[Start of Attachment]
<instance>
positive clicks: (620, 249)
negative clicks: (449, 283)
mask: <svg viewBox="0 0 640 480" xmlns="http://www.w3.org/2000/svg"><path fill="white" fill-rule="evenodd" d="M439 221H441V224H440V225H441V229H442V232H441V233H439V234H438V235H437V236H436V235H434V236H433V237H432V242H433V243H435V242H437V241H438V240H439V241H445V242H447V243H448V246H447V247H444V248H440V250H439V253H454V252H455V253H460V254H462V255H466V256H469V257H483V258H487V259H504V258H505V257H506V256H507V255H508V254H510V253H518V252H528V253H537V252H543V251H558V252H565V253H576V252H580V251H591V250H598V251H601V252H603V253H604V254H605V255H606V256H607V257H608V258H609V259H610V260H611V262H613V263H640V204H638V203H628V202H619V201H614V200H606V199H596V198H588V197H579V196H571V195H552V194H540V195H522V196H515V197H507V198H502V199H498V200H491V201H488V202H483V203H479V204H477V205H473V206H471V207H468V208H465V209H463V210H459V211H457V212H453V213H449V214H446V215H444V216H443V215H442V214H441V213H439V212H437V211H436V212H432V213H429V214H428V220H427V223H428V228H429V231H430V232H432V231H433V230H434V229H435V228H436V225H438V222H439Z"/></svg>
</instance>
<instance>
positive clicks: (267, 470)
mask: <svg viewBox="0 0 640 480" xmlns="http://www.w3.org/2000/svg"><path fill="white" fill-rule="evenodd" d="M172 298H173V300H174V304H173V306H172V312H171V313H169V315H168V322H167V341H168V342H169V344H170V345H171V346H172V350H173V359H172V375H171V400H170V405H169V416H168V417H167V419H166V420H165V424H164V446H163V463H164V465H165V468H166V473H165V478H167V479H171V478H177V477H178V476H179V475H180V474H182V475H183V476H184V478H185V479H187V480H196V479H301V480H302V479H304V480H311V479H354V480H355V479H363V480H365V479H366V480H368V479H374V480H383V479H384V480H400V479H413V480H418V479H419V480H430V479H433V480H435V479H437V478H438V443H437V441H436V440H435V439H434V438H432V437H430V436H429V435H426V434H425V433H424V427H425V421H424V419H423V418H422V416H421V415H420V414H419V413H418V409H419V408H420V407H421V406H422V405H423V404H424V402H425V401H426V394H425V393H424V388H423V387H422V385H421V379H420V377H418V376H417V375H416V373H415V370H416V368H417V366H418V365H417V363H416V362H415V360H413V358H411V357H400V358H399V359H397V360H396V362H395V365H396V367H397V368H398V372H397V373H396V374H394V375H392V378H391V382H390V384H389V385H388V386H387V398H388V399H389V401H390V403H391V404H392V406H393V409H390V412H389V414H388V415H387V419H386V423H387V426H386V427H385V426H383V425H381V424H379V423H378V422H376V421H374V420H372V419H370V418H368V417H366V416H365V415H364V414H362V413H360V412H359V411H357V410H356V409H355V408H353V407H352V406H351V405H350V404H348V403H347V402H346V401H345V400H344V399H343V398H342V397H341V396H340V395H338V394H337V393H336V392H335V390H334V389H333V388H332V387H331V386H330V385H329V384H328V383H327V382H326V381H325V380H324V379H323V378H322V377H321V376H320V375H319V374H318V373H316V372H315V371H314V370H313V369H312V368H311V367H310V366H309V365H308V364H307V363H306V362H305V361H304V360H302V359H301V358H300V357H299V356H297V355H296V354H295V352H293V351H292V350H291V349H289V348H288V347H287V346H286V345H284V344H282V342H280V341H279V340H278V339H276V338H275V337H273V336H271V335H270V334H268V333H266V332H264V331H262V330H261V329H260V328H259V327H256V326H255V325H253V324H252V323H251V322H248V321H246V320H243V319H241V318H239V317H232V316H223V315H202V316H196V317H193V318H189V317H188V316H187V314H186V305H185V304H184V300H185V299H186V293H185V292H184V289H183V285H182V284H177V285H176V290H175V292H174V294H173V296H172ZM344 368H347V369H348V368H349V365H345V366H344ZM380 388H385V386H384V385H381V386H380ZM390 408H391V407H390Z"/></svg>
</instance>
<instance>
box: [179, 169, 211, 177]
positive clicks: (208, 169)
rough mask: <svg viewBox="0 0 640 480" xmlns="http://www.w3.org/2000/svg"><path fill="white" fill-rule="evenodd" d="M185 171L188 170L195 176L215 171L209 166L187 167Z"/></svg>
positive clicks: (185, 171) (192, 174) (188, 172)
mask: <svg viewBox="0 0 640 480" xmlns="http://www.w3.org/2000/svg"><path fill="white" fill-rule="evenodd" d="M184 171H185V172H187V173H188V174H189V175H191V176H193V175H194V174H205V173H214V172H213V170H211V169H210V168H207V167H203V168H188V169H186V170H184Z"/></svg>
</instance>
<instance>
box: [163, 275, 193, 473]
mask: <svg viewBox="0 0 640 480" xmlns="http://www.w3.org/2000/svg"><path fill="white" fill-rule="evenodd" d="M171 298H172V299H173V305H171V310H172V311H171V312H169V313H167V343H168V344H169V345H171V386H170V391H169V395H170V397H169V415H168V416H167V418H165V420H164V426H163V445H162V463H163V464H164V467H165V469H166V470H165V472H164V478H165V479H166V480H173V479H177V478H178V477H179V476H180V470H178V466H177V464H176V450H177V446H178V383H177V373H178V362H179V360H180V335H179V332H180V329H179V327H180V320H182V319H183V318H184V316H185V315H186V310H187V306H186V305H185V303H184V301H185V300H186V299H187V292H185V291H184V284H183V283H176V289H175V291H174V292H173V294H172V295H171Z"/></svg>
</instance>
[End of Attachment]
### Problem requirements
Copy the material above line for line, changing nothing.

### Response to this task
<instance>
positive clicks: (620, 249)
negative clicks: (449, 283)
mask: <svg viewBox="0 0 640 480" xmlns="http://www.w3.org/2000/svg"><path fill="white" fill-rule="evenodd" d="M439 221H441V224H440V225H441V229H442V232H441V233H439V234H438V235H437V236H436V235H434V236H433V237H432V242H433V243H435V242H437V241H438V240H439V241H445V242H447V243H448V246H447V247H444V248H440V250H439V253H454V252H455V253H460V254H462V255H466V256H469V257H483V258H487V259H504V258H505V257H506V256H507V255H508V254H510V253H518V252H528V253H537V252H543V251H558V252H565V253H576V252H580V251H591V250H598V251H601V252H603V253H604V254H605V255H606V256H607V257H608V258H609V259H610V260H611V262H613V263H640V204H638V203H628V202H619V201H614V200H606V199H596V198H588V197H579V196H571V195H552V194H540V195H522V196H515V197H507V198H502V199H498V200H491V201H488V202H483V203H479V204H477V205H473V206H471V207H468V208H465V209H463V210H459V211H457V212H453V213H449V214H446V215H444V216H443V215H442V214H441V213H439V212H437V211H436V212H432V213H429V214H428V220H427V223H428V228H429V231H430V232H432V231H433V230H434V229H435V228H436V225H438V222H439Z"/></svg>
</instance>
<instance>
positive clicks: (267, 470)
mask: <svg viewBox="0 0 640 480" xmlns="http://www.w3.org/2000/svg"><path fill="white" fill-rule="evenodd" d="M172 298H173V300H174V304H173V306H172V312H171V313H169V315H168V322H167V341H168V342H169V344H170V345H171V346H172V350H173V359H172V375H171V400H170V405H169V416H168V417H167V419H166V420H165V424H164V446H163V463H164V465H165V468H166V473H165V478H167V479H171V478H177V477H178V476H179V475H180V474H182V475H183V476H184V478H185V479H187V480H196V479H301V480H302V479H304V480H311V479H354V480H355V479H363V480H365V479H366V480H368V479H374V480H383V479H384V480H400V479H413V480H418V479H419V480H430V479H433V480H435V479H437V478H438V443H437V441H436V440H435V439H434V438H432V437H430V436H429V435H426V434H425V433H424V427H425V421H424V419H423V418H422V416H421V415H420V414H419V413H418V409H419V408H420V407H421V406H422V405H423V404H424V402H425V401H426V394H425V393H424V388H423V387H422V385H421V379H420V377H418V376H417V375H416V373H415V370H416V368H417V366H418V365H417V363H416V362H415V360H413V358H411V357H400V358H399V359H397V360H396V362H395V365H396V367H397V368H398V372H397V373H396V374H394V375H392V378H391V382H390V384H389V385H388V386H387V398H388V399H389V401H390V403H391V404H392V406H393V409H390V412H389V414H388V415H387V419H386V423H387V426H386V427H385V426H383V425H381V424H379V423H378V422H376V421H374V420H372V419H370V418H368V417H366V416H365V415H364V414H362V413H360V412H359V411H357V410H356V409H355V408H353V407H352V406H351V405H350V404H348V403H347V402H346V401H345V400H344V399H343V398H342V397H341V396H340V395H338V394H337V393H336V392H335V390H334V389H333V388H332V387H331V386H330V385H329V384H328V383H327V382H326V381H325V380H324V379H323V378H322V377H321V376H320V375H319V374H318V373H316V372H315V371H314V370H313V369H312V368H311V367H310V366H309V365H308V364H307V363H306V362H305V361H304V360H302V359H301V358H300V357H299V356H297V355H296V354H295V352H293V351H292V350H291V349H289V348H288V347H287V346H286V345H284V344H282V342H280V341H279V340H278V339H276V338H275V337H273V336H271V335H270V334H268V333H266V332H264V331H262V330H261V329H260V328H259V327H256V326H255V325H253V324H252V323H251V322H248V321H246V320H243V319H241V318H239V317H232V316H223V315H202V316H196V317H193V318H189V317H188V316H187V314H186V305H185V304H184V300H185V299H186V293H185V292H184V289H183V285H182V284H177V285H176V290H175V292H174V294H173V296H172ZM344 368H347V369H348V368H349V365H345V366H344ZM380 388H385V386H384V385H381V386H380ZM390 408H391V407H390Z"/></svg>
</instance>
<instance>
box: [179, 169, 211, 177]
positive clicks: (208, 169)
rough mask: <svg viewBox="0 0 640 480" xmlns="http://www.w3.org/2000/svg"><path fill="white" fill-rule="evenodd" d="M185 171L188 170L195 176L215 171L209 166L187 167Z"/></svg>
positive clicks: (185, 171) (192, 174) (188, 172)
mask: <svg viewBox="0 0 640 480" xmlns="http://www.w3.org/2000/svg"><path fill="white" fill-rule="evenodd" d="M184 171H185V172H187V173H188V174H189V175H191V176H193V175H194V174H205V173H214V172H213V170H211V169H210V168H207V167H203V168H188V169H186V170H184Z"/></svg>
</instance>
<instance>
box: [163, 275, 193, 473]
mask: <svg viewBox="0 0 640 480" xmlns="http://www.w3.org/2000/svg"><path fill="white" fill-rule="evenodd" d="M171 298H172V299H173V305H171V310H172V311H171V312H169V313H167V343H168V344H169V345H171V386H170V391H169V395H170V397H169V415H168V416H167V418H165V420H164V426H163V445H162V463H163V464H164V467H165V469H166V470H165V472H164V478H165V479H166V480H173V479H177V478H178V477H179V476H180V470H178V466H177V464H176V450H177V446H178V383H177V373H178V362H179V360H180V335H179V332H180V329H179V327H180V320H182V319H183V318H184V316H185V315H186V310H187V306H186V305H185V303H184V301H185V300H186V299H187V292H185V291H184V284H183V283H176V289H175V291H174V292H173V294H172V295H171Z"/></svg>
</instance>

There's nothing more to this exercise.